## What is being asked:
Rewrite the Hebrew School piece, starting at the words "Andy Goldblatt" and ending after "sabbath and holidays.". In that span, put "temple" in place of "synagogue".

## Document:
Hebrew School

Andy Goldblatt
3 min readOct 15, 2021

If memory serves (sorry, no guarantees!) I was about five years old and we were visiting my aunt and uncle and cousins in Long Island when my father told me we were Jewish. I’m not sure what the context was. I just remember thinking “okay, we’re Jewish” without any idea what that meant.

I still had no idea what it meant in third grade, when my parents started sending me to the local synagogue two weekday afternoons and Sunday mornings each week to learn Hebrew (“you mean there’s another alphabet?”), the Old Testament, and how to observe the sabbath and holidays.

In fourth grade I was walking home with a Jewish friend around dinnertime when we encountered half a dozen kids our age. Some were from our public school but others went to the nearby Catholic school. “Here come the Christ killers,” one of them said. They picked up a round metal pipe longer than the sidewalk was wide and stood behind it to block our way. When I tried to push it aside, they started hitting us (fortunately, not with the pipe). I eventually broke out of the scrum and ran away, something my friend had done a few seconds earlier.

(Object detection data)

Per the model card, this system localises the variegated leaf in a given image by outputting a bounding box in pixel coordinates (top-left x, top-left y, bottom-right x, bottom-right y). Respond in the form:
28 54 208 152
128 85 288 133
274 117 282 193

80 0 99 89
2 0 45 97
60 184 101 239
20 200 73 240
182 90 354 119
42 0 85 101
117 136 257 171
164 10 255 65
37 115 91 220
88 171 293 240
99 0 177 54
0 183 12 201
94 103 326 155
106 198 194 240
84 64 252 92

## Finished exercise:
Andy Goldblatt
3 min readOct 15, 2021

If memory serves (sorry, no guarantees!) I was about five years old and we were visiting my aunt and uncle and cousins in Long Island when my father told me we were Jewish. I’m not sure what the context was. I just remember thinking “okay, we’re Jewish” without any idea what that meant.

I still had no idea what it meant in third grade, when my parents started sending me to the local temple two weekday afternoons and Sunday mornings each week to learn Hebrew (“you mean there’s another alphabet?”), the Old Testament, and how to observe the sabbath and holidays.